● **STATED EXERCISE**
Write out precisely the lines beginning with the line that contains "Where can the harbor" and ending with the last line of the entries, and no other lines.

· · · ·

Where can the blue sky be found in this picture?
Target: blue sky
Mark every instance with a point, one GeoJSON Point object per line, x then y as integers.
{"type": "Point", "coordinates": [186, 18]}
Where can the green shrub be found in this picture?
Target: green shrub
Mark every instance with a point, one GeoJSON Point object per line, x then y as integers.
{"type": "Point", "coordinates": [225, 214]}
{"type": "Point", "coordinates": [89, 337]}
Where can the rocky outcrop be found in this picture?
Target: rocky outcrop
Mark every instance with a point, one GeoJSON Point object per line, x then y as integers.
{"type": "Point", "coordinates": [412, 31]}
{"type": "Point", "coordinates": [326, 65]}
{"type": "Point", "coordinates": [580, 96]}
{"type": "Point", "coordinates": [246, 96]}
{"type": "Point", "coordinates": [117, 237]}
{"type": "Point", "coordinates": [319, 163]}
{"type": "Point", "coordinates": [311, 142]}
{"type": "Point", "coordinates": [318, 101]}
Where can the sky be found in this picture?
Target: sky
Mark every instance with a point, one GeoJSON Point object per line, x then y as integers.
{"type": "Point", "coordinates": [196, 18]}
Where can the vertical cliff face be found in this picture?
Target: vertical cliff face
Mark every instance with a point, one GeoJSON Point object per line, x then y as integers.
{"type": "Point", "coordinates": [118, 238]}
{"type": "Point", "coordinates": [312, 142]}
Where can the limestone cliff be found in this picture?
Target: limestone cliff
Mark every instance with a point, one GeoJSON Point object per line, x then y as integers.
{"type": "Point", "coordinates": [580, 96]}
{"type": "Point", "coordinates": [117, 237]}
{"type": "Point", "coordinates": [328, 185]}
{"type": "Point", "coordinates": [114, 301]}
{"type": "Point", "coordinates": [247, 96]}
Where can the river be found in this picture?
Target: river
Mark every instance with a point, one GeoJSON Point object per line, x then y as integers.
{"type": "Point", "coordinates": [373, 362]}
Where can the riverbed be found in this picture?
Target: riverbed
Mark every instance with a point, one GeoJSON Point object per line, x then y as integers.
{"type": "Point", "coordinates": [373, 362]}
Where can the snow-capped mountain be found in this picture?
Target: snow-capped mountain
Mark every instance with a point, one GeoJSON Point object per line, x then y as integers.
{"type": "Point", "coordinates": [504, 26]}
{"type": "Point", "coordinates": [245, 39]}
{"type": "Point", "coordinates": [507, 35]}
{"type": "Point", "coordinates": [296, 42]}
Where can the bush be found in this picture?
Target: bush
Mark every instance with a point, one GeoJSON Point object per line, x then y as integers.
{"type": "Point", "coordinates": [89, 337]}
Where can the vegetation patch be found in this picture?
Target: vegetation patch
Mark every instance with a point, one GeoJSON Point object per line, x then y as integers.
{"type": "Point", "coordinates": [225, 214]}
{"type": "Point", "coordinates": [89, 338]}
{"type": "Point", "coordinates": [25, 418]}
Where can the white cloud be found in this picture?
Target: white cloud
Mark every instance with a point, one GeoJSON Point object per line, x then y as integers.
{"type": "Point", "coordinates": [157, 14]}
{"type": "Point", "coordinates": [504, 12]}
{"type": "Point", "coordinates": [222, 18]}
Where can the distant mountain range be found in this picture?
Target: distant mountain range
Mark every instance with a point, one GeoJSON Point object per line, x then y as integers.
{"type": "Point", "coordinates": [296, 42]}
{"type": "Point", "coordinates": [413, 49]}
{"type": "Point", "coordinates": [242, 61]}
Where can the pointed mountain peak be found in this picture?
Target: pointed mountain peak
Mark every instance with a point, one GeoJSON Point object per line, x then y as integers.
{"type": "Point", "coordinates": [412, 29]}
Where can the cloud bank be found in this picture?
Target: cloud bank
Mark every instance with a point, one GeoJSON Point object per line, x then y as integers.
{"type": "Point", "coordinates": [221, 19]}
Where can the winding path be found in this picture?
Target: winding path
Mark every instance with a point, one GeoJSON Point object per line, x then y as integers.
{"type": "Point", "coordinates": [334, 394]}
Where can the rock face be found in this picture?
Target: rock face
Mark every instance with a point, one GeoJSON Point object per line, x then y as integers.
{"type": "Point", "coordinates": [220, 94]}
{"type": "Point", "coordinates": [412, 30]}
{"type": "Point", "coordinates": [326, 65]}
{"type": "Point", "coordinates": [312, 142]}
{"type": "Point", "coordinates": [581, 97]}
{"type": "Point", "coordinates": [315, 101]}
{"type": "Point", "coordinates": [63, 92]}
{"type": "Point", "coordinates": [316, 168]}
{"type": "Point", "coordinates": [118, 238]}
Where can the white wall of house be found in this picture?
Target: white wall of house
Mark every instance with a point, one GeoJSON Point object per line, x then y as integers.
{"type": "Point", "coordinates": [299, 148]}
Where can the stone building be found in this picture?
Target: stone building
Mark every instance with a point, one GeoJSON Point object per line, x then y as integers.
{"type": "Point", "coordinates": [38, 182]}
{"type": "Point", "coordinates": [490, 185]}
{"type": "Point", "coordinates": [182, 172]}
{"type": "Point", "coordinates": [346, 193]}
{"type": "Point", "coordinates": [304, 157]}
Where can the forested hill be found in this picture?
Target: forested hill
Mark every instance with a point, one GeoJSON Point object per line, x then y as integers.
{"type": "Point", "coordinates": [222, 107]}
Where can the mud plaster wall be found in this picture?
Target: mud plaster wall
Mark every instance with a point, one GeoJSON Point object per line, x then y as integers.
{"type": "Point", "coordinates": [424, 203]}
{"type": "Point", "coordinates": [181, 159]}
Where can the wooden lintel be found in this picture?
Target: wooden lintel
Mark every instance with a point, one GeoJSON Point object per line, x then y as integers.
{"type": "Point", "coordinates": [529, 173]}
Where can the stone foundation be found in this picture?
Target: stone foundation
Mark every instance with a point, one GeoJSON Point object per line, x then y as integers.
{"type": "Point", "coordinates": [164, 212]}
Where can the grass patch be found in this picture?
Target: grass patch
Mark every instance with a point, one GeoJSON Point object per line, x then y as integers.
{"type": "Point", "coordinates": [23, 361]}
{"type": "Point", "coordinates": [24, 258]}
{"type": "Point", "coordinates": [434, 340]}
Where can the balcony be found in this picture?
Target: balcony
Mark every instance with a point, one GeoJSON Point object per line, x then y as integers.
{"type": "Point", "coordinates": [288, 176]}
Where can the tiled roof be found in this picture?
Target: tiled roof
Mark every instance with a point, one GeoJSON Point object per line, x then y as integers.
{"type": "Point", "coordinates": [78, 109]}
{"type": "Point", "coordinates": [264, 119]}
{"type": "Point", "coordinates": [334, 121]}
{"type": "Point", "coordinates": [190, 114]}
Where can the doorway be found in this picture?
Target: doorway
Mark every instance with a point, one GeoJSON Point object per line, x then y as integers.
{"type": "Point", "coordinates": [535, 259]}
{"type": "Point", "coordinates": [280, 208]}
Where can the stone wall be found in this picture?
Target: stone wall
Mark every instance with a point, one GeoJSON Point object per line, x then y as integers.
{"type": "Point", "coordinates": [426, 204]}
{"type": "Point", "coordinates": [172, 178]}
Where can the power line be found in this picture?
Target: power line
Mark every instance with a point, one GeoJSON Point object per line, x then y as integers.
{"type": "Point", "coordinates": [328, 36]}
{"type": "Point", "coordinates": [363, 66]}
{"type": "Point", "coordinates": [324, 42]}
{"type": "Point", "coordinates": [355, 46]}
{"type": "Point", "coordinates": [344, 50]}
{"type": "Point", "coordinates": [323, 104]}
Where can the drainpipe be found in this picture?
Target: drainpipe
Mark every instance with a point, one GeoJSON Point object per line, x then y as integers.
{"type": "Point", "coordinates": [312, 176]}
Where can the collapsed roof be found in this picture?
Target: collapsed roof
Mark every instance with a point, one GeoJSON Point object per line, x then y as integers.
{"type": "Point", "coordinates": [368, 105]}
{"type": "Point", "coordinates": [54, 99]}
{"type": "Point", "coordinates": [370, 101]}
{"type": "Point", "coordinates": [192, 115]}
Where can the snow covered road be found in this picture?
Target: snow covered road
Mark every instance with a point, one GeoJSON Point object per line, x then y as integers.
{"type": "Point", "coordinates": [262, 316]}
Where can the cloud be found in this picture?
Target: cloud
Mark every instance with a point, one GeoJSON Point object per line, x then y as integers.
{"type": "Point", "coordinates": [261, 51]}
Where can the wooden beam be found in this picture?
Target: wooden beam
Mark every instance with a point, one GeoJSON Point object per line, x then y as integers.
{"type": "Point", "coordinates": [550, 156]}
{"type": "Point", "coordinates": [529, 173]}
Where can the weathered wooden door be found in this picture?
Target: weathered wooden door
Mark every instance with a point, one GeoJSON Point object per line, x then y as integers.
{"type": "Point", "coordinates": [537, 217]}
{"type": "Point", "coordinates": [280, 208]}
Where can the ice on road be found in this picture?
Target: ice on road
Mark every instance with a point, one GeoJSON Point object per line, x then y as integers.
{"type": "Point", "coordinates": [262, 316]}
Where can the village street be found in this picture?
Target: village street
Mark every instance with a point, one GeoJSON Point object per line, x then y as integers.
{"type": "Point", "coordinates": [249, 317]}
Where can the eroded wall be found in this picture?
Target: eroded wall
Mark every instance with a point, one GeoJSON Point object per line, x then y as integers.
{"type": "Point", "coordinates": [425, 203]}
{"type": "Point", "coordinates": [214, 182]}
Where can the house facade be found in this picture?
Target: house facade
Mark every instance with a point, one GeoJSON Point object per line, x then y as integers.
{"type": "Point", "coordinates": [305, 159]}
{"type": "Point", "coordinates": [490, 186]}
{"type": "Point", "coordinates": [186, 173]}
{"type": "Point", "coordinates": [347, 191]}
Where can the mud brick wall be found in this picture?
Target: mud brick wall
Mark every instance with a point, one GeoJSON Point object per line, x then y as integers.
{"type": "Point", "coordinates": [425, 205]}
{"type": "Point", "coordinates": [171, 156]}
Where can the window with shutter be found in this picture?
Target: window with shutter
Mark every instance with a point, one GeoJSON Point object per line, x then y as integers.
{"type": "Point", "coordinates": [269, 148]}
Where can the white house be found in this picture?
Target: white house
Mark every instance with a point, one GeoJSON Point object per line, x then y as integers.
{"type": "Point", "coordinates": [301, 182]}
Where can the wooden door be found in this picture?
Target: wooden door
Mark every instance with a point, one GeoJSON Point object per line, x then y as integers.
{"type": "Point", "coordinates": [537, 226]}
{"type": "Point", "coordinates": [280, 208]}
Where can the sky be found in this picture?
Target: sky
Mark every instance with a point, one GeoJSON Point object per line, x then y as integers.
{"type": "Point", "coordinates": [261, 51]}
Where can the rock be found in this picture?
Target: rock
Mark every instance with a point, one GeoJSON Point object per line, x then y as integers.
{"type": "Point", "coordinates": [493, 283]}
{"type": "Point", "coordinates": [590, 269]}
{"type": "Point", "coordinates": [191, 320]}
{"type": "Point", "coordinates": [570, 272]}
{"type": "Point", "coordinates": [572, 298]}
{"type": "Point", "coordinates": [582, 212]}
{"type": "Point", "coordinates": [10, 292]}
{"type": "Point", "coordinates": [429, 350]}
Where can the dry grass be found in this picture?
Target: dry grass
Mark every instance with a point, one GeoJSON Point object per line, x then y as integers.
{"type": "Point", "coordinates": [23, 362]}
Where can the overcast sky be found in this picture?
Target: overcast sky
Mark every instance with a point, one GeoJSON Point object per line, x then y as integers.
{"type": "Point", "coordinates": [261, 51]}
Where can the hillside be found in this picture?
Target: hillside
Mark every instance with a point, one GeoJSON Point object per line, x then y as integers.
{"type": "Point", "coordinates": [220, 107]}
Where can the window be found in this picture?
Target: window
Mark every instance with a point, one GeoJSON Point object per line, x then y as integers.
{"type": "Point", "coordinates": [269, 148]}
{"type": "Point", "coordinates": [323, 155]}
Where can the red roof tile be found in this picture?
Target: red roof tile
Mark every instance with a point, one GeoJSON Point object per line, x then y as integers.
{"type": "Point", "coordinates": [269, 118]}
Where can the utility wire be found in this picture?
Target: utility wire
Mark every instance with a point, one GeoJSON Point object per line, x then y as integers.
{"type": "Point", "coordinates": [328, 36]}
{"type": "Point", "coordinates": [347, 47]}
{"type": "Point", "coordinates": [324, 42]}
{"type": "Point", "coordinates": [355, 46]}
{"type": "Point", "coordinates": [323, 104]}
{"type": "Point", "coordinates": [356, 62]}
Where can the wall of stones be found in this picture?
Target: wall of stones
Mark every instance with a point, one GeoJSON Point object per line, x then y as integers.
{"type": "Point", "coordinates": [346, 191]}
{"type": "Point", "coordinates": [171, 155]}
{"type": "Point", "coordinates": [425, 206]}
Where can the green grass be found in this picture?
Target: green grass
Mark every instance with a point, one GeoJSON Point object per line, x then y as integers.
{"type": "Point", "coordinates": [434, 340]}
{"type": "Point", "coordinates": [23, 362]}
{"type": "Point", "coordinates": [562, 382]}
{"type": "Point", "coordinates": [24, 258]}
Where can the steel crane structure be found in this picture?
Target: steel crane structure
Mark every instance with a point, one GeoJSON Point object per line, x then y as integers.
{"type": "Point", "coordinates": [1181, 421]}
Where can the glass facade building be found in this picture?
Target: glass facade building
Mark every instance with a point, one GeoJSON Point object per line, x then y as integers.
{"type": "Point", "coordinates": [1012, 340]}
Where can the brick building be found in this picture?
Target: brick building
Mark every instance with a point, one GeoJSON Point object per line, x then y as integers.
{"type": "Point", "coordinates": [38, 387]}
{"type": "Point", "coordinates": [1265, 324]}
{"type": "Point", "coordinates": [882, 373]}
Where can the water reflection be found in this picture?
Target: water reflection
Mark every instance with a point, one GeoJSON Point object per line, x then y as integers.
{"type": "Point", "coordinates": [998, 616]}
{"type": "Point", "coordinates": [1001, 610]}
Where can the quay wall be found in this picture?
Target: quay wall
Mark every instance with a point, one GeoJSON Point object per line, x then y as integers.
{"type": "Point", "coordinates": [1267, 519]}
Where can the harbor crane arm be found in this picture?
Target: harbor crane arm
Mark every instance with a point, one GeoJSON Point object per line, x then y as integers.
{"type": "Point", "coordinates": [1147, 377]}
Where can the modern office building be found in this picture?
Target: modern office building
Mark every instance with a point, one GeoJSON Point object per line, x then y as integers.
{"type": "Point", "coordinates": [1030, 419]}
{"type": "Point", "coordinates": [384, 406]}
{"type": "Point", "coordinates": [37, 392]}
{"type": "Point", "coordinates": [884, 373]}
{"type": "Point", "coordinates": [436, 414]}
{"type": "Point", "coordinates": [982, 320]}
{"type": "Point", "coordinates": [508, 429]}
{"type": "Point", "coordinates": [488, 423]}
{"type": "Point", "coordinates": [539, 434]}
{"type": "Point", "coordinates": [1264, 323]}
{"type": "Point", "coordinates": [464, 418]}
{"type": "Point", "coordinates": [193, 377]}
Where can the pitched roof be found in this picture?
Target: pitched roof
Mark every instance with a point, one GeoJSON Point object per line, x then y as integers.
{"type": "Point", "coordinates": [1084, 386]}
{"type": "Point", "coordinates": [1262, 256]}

· · · ·

● **ANSWER FOR THE TASK**
Where can the harbor crane arm be found in this picture?
Target: harbor crane arm
Mark every instance with a point, one GeoJSON Point object per line, x then y as integers.
{"type": "Point", "coordinates": [1147, 377]}
Where can the modern office building be found in this picture?
Target: modern office building
Mark every instance with a point, one GeoJSON Point object per line, x then y as integers.
{"type": "Point", "coordinates": [1030, 419]}
{"type": "Point", "coordinates": [384, 406]}
{"type": "Point", "coordinates": [37, 392]}
{"type": "Point", "coordinates": [884, 373]}
{"type": "Point", "coordinates": [436, 414]}
{"type": "Point", "coordinates": [982, 320]}
{"type": "Point", "coordinates": [508, 429]}
{"type": "Point", "coordinates": [488, 423]}
{"type": "Point", "coordinates": [539, 434]}
{"type": "Point", "coordinates": [1264, 323]}
{"type": "Point", "coordinates": [464, 418]}
{"type": "Point", "coordinates": [193, 377]}
Where can the pitched roof be found in this picture?
Target: pitched roof
Mark every instance with a point, one GeoJSON Point object per line, x then y as integers.
{"type": "Point", "coordinates": [1084, 386]}
{"type": "Point", "coordinates": [1262, 256]}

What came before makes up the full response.